Textausschnitt:
......

Im Anschluss verliessen die Kinder das Haus, der Große wiederholt ohne mir Tschüss zu sagen. Sein Vater schickte ihn darauf zurück zu mir, und ich fühlte mich so blöd wie eine alte, schrullige Tante, der man kein Küsschen geben soll und die Eltern sagen: “Komm gib der Tante mal ein Küsschen.”

Als der Sohn meines Partners also vor mir stand und Tschüss sagte, bat ich ihn kurz herein. Wir sahen uns länger als sonst in die Augen. Ich sagte zu ihm:”Danke, dass du mir Tschüss sagst. Weisst du, es tut mir weh, wenn du mich wie Luft behandelst. Ich habe dich lieb und du bist mir wichtig.” Darauf lächelte er und nahm mich in den Arm und ging.

......

[Gespeicherte Einträge]
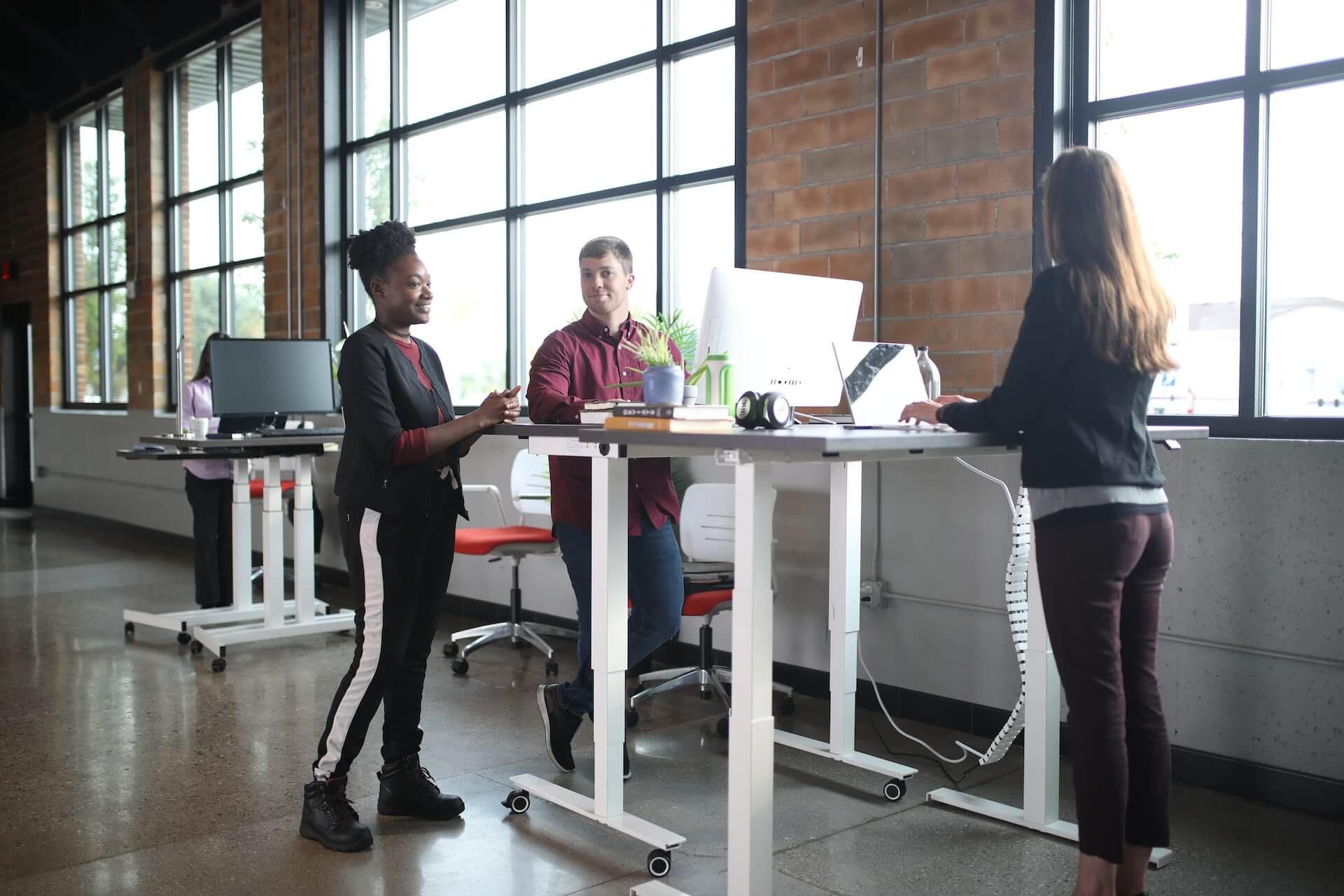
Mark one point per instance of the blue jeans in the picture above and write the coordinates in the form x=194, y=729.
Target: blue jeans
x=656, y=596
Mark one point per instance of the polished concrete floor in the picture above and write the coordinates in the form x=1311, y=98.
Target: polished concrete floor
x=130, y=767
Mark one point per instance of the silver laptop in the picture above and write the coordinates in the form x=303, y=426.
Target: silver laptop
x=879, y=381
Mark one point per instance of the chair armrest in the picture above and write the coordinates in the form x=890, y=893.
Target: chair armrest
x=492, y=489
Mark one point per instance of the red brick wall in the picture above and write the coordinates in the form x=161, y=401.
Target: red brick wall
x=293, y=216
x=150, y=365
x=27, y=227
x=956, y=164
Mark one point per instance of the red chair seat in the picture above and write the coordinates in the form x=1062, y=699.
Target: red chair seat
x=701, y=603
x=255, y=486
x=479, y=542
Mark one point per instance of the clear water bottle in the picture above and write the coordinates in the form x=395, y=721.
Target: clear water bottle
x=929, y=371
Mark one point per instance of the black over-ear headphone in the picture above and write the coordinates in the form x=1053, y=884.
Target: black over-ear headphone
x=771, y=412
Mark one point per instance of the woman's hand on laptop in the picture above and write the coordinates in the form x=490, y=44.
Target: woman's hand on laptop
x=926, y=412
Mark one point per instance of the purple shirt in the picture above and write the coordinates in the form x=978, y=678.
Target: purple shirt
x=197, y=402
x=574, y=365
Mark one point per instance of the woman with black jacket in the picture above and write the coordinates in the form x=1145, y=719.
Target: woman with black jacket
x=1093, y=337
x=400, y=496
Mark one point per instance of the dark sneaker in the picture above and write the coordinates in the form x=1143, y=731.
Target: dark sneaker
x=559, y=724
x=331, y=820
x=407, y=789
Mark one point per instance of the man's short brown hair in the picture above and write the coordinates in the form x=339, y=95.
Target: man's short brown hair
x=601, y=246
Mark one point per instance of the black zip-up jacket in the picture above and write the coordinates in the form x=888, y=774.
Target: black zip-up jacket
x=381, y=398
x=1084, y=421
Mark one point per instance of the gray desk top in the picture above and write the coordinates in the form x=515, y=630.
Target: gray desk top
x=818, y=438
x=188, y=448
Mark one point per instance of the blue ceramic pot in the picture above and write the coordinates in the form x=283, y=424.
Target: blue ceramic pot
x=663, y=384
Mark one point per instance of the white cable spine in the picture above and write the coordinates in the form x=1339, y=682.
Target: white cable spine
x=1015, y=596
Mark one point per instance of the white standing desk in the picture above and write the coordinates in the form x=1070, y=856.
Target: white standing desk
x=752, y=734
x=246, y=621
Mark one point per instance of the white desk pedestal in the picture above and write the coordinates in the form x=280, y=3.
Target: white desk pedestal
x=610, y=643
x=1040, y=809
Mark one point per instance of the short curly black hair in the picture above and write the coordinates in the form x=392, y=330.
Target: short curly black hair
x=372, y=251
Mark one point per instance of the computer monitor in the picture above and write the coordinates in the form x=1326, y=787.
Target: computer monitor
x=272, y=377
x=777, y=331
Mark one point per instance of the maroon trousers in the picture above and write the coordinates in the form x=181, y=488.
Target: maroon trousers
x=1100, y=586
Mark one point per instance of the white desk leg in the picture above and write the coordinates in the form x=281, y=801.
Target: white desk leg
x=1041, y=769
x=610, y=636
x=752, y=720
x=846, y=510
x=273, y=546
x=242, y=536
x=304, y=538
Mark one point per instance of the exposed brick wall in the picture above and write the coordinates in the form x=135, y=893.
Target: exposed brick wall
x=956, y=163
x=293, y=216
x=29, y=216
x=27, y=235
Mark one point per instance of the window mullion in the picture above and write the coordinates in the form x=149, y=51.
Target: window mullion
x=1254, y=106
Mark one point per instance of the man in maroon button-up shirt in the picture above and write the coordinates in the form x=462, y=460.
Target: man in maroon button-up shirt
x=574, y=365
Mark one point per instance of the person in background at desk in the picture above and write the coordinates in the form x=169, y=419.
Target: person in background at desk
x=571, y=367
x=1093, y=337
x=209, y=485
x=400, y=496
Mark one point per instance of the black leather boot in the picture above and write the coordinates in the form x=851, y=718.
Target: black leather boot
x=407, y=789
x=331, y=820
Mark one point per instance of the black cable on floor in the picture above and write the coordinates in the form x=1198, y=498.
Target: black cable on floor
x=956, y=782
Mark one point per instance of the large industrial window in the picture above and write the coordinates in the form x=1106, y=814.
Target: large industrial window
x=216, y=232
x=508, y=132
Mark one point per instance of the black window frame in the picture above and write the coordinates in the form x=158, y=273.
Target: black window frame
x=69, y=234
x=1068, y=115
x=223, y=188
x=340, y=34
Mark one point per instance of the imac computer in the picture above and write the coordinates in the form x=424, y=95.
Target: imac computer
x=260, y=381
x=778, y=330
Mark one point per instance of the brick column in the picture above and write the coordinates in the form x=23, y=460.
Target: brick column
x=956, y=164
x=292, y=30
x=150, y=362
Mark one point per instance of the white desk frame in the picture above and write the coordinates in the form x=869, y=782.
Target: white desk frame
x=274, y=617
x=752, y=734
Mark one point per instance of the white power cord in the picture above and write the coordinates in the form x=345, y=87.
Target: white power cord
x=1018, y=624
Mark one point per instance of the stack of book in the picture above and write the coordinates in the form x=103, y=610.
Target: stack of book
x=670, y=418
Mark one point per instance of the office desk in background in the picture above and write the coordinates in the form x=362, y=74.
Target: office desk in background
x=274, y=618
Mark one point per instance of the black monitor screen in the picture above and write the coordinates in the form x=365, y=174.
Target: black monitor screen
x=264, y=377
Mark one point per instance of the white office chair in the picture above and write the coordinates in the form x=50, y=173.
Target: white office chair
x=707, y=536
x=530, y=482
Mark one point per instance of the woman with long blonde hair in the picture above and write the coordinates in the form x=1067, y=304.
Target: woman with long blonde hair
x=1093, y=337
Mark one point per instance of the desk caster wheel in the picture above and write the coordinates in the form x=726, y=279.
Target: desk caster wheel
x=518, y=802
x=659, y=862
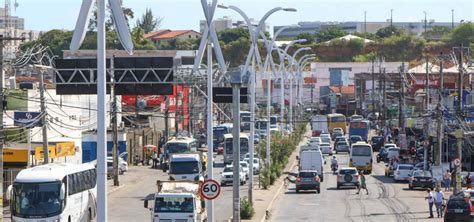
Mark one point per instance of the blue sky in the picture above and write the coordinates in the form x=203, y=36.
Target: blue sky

......

Deine Aufgabe: Erkläre mit ein bis drei Sätzen, warum es der erzählenden Person im Textausschnitt wichtig ist, dass der Sohn des Partners Tschüss sagt. Die Auflistung spielt dabei keine Rolle.

Lösung: Es tut der erzählenden Person weh, wenn der Sohn sie wie Luft behandelt. Sie hat ihn lieb, und er ist ihr wichtig.